Supplied material -
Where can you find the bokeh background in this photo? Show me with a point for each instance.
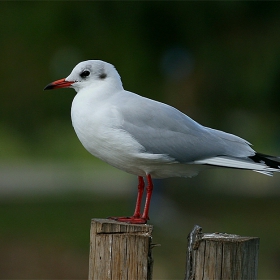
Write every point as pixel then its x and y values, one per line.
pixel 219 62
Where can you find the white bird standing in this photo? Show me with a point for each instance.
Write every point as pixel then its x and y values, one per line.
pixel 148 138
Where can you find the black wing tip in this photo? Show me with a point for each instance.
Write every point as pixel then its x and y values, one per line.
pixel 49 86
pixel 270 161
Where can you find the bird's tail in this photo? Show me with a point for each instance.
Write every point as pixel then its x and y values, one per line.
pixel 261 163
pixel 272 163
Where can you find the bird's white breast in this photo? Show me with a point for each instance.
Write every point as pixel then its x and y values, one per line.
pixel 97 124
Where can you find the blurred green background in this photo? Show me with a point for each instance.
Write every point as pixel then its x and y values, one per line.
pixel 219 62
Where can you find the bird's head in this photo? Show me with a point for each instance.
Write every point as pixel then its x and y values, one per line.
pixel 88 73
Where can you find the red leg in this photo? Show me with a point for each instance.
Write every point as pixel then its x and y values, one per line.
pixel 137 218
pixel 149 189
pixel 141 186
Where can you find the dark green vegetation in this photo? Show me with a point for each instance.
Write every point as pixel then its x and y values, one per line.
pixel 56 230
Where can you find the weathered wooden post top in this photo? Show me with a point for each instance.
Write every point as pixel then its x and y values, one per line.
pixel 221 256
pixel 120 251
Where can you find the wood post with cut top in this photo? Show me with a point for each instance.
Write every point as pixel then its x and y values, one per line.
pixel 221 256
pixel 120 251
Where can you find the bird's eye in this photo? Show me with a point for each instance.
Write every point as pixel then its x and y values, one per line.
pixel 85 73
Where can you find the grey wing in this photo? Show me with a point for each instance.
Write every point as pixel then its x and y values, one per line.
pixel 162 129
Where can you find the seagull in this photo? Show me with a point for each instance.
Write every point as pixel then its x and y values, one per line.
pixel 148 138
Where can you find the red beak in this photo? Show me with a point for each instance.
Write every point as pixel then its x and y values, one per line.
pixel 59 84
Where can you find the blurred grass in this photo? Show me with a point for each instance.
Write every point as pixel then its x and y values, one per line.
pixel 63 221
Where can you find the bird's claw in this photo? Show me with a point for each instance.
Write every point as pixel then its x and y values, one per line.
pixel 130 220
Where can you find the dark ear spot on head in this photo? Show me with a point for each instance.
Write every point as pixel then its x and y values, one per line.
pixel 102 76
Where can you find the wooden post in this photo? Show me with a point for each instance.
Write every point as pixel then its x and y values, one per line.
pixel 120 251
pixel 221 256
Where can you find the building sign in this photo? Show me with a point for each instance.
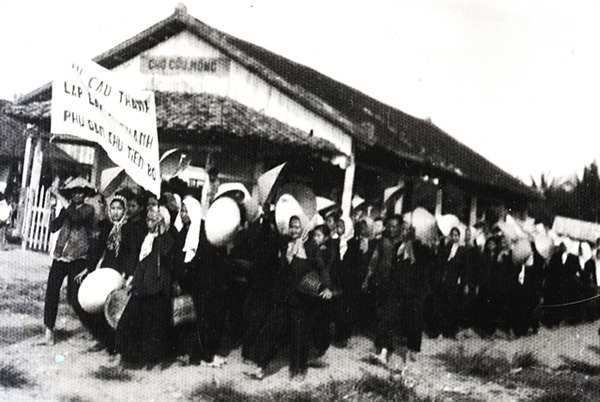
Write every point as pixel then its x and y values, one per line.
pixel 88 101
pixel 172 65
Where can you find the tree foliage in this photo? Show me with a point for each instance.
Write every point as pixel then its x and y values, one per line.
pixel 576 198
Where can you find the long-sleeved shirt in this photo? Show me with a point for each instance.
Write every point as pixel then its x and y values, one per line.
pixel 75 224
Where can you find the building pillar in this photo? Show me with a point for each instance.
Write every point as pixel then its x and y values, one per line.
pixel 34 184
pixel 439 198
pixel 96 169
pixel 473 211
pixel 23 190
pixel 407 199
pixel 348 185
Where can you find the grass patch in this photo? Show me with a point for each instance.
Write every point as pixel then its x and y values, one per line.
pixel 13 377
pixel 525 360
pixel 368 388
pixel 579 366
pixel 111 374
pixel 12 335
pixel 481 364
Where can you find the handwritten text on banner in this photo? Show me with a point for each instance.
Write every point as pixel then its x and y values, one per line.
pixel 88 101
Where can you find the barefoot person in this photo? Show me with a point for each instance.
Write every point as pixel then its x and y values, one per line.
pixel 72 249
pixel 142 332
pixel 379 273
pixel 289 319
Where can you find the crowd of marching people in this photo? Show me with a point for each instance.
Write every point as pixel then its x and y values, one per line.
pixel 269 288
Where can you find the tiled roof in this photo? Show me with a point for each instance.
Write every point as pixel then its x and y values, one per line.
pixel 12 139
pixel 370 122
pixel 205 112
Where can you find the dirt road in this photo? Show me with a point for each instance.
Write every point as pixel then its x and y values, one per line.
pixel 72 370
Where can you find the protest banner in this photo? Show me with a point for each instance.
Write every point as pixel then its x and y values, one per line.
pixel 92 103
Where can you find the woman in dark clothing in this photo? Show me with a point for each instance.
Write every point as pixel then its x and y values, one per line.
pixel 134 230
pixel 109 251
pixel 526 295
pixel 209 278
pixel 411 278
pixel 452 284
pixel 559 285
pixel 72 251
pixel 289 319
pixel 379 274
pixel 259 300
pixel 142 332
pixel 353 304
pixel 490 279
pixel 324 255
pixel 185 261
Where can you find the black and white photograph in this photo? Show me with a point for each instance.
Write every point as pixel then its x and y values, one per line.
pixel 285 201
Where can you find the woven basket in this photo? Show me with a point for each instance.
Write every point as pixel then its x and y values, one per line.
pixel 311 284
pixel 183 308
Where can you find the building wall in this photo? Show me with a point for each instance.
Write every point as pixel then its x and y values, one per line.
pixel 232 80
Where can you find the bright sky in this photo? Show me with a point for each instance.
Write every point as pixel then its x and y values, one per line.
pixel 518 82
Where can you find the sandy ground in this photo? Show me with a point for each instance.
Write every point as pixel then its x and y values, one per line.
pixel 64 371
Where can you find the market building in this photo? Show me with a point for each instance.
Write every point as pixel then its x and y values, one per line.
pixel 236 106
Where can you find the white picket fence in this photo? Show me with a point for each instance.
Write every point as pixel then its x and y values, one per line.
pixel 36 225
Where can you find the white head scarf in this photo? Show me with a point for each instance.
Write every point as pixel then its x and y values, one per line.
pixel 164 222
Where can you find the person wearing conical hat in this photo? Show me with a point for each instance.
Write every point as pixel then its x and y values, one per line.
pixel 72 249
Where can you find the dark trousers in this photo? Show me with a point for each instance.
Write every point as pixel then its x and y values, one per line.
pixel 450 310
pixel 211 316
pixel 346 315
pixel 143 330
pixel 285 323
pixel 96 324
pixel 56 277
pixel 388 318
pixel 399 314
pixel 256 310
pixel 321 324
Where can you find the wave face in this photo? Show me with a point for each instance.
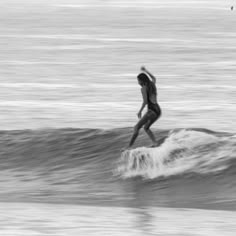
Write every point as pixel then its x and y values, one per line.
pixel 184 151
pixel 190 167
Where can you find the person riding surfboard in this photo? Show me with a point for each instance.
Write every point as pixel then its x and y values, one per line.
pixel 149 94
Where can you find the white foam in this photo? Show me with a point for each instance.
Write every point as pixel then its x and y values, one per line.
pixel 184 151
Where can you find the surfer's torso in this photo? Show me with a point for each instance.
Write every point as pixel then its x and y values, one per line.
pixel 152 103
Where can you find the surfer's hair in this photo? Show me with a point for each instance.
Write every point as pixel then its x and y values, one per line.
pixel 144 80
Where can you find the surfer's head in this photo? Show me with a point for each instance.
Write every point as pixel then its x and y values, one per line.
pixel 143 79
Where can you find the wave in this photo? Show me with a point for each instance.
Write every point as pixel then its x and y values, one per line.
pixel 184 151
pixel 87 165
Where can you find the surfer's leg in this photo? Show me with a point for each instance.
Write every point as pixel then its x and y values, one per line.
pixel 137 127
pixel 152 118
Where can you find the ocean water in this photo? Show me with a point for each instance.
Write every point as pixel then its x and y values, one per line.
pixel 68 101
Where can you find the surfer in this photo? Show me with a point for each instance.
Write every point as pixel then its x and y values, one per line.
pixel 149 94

Exercise task - Convert all of the entries above into a two-column CSV with the header row input,output. Give one row per entry, holding its text and its answer, each in a single quoted field with line breaks replaced by spaces, and leave the pictures out.

Task solution -
input,output
"Where can you find the bokeh background in this photo? Show me with a point for each instance. Write every point as pixel then its x and y values, one per line.","pixel 219 62"
"Where can you find the white bird standing in this photo? Show me with a point for each instance. Write every point as pixel then its x and y values, one per line.","pixel 148 138"
"Where can you find the black wing tip in this photo? Show me with a point for each instance. Write every point as pixel then its x and y values, one per line.","pixel 49 86 pixel 270 161"
"Where can you find the bird's tail in this photo? Show me with a point for each instance. Write every point as pixel then its x and y values, one per line.","pixel 261 163 pixel 272 163"
"Where can you find the bird's white breast in this photo? Show me with a point for each instance. Write every point as pixel then its x and y values, one per line.","pixel 97 124"
"Where can you find the blurred green background in this photo? Show me with a point for each instance. Write every point as pixel then its x and y values, one per line.","pixel 219 62"
"Where can you find the bird's head in this photo? Show me with a point for each instance. Write every point as pixel then its x and y values, one per line.","pixel 88 73"
"Where can you find the red leg in this photo? Show me with a point for each instance. Write every point as pixel then its x and y values, one per line.","pixel 137 218 pixel 149 189 pixel 141 186"
"Where can you find the dark green vegetation in this photo? Show me with a point for each instance. Write every point as pixel then its x and y values, one per line.","pixel 56 230"
"Where can you find the weathered wooden post top in this photo? Show me with a point for each instance. Write every point as pixel then its x and y values, one per line.","pixel 221 256 pixel 120 251"
"Where can you find the wood post with cut top in this photo? Show me with a point for each instance. Write every point as pixel then its x and y values, one per line.","pixel 221 256 pixel 120 251"
"Where can you find the bird's eye in this photo? Show me with a point for each instance. Write every point as pixel then its x and y values, one per line.","pixel 85 73"
"Where can you find the grey wing in this photo? Show me with a point for each instance. Write every point as pixel then its x and y values, one per line.","pixel 162 129"
"Where can you find the seagull in this photo? Show me with a point for each instance. Write every point as pixel then its x and y values, one per line.","pixel 148 138"
"Where can you find the red beak in this photo? Show me with a point for each instance. Write every point as pixel then its x and y values, one per line.","pixel 59 84"
"Where can you find the blurred grass in this photo? Show me with a point for each instance. Write every point as pixel then its x and y values, one per line.","pixel 63 221"
"Where can you find the bird's claw in this photo? Show me with a point for each instance. Write every point as pixel then its x and y values, one per line.","pixel 130 220"
"Where can you find the dark ear spot on head in this photo? Show me with a point for each instance. Write every point as pixel then its x and y values, one per line.","pixel 102 76"
"Where can you find the wooden post in this photo? Show me with a point for each instance. Write every point as pixel then its x and y values, one per line.","pixel 120 251 pixel 221 256"
"Where can you find the building sign in this photo? Show me with a point for each instance. Write every point as pixel then its x and y values, one per line.","pixel 88 101 pixel 172 65"
"Where can you find the tree foliage in this photo? Show me with a point for each instance. Write every point as pixel then its x and y values, one per line.","pixel 576 198"
"Where can you find the long-sleeved shirt in this photo? Show me with a point for each instance. Write every point as pixel then its x and y values, one per line.","pixel 75 224"
"Where can you find the building pillar in this photo? Show me with a point for each instance. Write every point as pixel then its x and y values, one per line.","pixel 34 184 pixel 439 198 pixel 96 169 pixel 473 211 pixel 23 190 pixel 407 199 pixel 348 185"
"Where can you find the grass patch in this photo? Show me with a point for each instance. Write every point as pixel then its x and y values, one per line.","pixel 13 377 pixel 525 360 pixel 368 388 pixel 579 366 pixel 111 374 pixel 12 335 pixel 481 364"
"Where can you find the handwritten text on banner in this photo? Show me with a point for each instance. Write every point as pixel then its x and y values, one per line.","pixel 88 101"
"Where can you find the barefoot person in this photo? Show me with a point for each instance. Write every point as pixel then its x and y values, one per line.","pixel 72 249 pixel 142 332 pixel 379 273 pixel 289 319"
"Where can you find the crowd of marching people in this photo? Show me with a point for each instance. Write every point as pixel then its x and y values, one per line.","pixel 269 288"
"Where can you find the tiled roof in this photo? Show me with a point for each instance. Write every point as pixel then its x and y values, one per line.","pixel 12 139 pixel 370 122 pixel 205 112"
"Where can you find the dirt road in this photo? Show me with a point for each instance. Write every point as pixel then its x and y values, one per line.","pixel 72 370"
"Where can you find the protest banner in this photo? Show me with a point for each instance. Write every point as pixel then its x and y values, one per line.","pixel 92 103"
"Where can you find the woman in dark clothing in this photo? Show me with a point for each instance. Write every point as pixel then its x and y values, one per line.","pixel 134 230 pixel 109 251 pixel 526 295 pixel 209 278 pixel 411 278 pixel 452 284 pixel 559 285 pixel 72 251 pixel 289 319 pixel 379 274 pixel 259 300 pixel 142 332 pixel 353 304 pixel 490 279 pixel 324 255 pixel 185 261"
"Where can you find the black and white photograph in this photo? Show me with a point for each instance. Write every point as pixel then its x and y values, one per line.","pixel 285 201"
"Where can you find the woven basket in this photo? Show me with a point for each instance. Write every point as pixel then its x and y values, one per line.","pixel 311 284 pixel 183 308"
"Where can you find the building wall in this photo? Show me with a point for each instance. Write every point as pixel then its x and y values, one per line.","pixel 232 80"
"Where can you find the bright sky in this photo? Show me with a point for each instance. Write every point as pixel then its x and y values, one per line.","pixel 518 82"
"Where can you find the sandy ground in this photo? Show me with a point for each instance. Write every point as pixel then its x and y values, one per line.","pixel 64 371"
"Where can you find the market building in this photo? Show me with a point for each instance. Write every point as pixel then its x and y values, one per line.","pixel 236 106"
"Where can you find the white picket fence in this photo? Show me with a point for each instance. Write every point as pixel then its x and y values, one per line.","pixel 36 225"
"Where can you find the white head scarf in this photo? Show me with a point for each instance. Write every point as pixel then its x and y values, one per line.","pixel 164 222"
"Where can you find the person wearing conical hat in this photo? Show me with a point for each instance. Write every point as pixel then its x and y values, one per line.","pixel 72 249"
"Where can you find the dark trousers in this photo? Show me with a point for each instance. Write every point as pixel then its x and y values, one per line.","pixel 450 310 pixel 211 316 pixel 346 315 pixel 143 330 pixel 285 323 pixel 96 324 pixel 56 277 pixel 388 318 pixel 399 314 pixel 256 310 pixel 321 324"
"Where can you find the wave face in this photo? Show me with a point for each instance. Write every point as pixel then its x and y values, one per line.","pixel 184 151 pixel 190 167"
"Where can you find the person riding surfboard in this photo? Show me with a point for each instance. Write every point as pixel then its x and y values, one per line.","pixel 149 94"
"Where can you find the white foam in this photo? Show me with a point for each instance. Write every point as pixel then its x and y values, one per line.","pixel 184 151"
"Where can you find the surfer's torso in this photo? Show me with a point for each instance. Write every point as pixel then its x and y values, one per line.","pixel 152 103"
"Where can you find the surfer's hair in this photo? Show me with a point for each instance. Write every point as pixel then its x and y values, one per line.","pixel 144 80"
"Where can you find the surfer's head in this photo? Show me with a point for each instance. Write every point as pixel then its x and y values, one per line.","pixel 143 79"
"Where can you find the wave in this photo? Show me with a point for each instance. Write every point as pixel then its x and y values, one per line.","pixel 184 151 pixel 87 165"
"Where can you find the surfer's leg in this photo? Show me with a point for each instance. Write every point as pixel then its x and y values, one per line.","pixel 137 127 pixel 152 118"
"Where can you find the ocean water in this photo? Show me with a point for each instance. Write every point as pixel then its x and y values, one per line.","pixel 68 101"
"Where can you find the surfer in this photo? Show me with a point for each instance. Write every point as pixel then its x and y values, one per line.","pixel 149 94"